- Film poster
- Directed by: Hikari
- Written by: Hikari
- Produced by: Hikari Peter Maez Shin Yamaguchi
- Starring: Mei Kayama
- Cinematography: Stephen Blahut Tomoo Ezaki
- Edited by: Thomas A. Krueger
- Music by: ASKA
- Production companies: Knockonwood Hikari Films
- Distributed by: Films Boutique Netflix
- Release date: 9 February 2019 (Berlin);
- Running time: 115 minutes
- Country: Japan
- Language: Japanese

= 37 Seconds =

2019 film

37 Seconds is a 2019 Japanese drama film written and directed by Hikari. The film features actress Mei Kayama, who has cerebral palsy, as 23-year-old Yuma Takada, a talented artist who wants to make her name in manga. A sympathetic magazine editor (Yuka Itaya) tells Takada her art is technically proficient but betrays her lack of worldly experience. Criticizing her depictions of sex as unconvincing, the editor tells the young woman, who uses a wheelchair to get around, to lose her virginity and then return. This sparks a voyage of self-discovery as she rebels against her over-protective mother and seeks out new experiences, trying to assert her budding independence.

The film was screened at the 69th Berlin International Film Festival and won the Audience Award and the International Confederation of Art Cinemas’ Art Cinema Award in the festival's Panorama section.

******

**YOUR TASKS**
1. According to the film description, which two awards did 37 Seconds win in the Panorama section of the 69th Berlin International Film Festival?
2. Rewrite the stretch of the film description from "37 Seconds is" through "her budding independence.", putting "comics" in place of "manga".

**SUPPLIED ENTRIES**
******

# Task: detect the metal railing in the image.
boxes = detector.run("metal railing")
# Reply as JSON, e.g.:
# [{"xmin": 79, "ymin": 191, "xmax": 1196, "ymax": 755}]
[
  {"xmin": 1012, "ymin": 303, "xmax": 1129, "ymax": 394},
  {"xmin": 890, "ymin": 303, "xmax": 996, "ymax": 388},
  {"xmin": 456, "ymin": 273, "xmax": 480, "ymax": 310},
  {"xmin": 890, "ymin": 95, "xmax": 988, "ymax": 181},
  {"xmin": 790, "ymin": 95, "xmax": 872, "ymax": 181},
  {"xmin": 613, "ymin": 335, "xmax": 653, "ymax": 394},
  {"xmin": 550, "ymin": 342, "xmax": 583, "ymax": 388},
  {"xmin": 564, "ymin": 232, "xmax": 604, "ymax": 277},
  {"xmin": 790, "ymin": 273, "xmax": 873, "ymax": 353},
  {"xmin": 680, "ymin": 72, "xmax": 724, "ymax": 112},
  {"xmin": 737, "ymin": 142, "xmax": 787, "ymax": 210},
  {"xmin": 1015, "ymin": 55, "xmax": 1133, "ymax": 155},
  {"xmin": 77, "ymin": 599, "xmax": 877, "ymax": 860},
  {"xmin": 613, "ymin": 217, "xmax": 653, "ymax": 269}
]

******

**RESULTS FOR EACH TASK**
1. The Audience Award and the International Confederation of Art Cinemas' Art Cinema Award.

2.
37 Seconds is a 2019 Japanese drama film written and directed by Hikari. The film features actress Mei Kayama, who has cerebral palsy, as 23-year-old Yuma Takada, a talented artist who wants to make her name in comics. A sympathetic magazine editor (Yuka Itaya) tells Takada her art is technically proficient but betrays her lack of worldly experience. Criticizing her depictions of sex as unconvincing, the editor tells the young woman, who uses a wheelchair to get around, to lose her virginity and then return. This sparks a voyage of self-discovery as she rebels against her over-protective mother and seeks out new experiences, trying to assert her budding independence.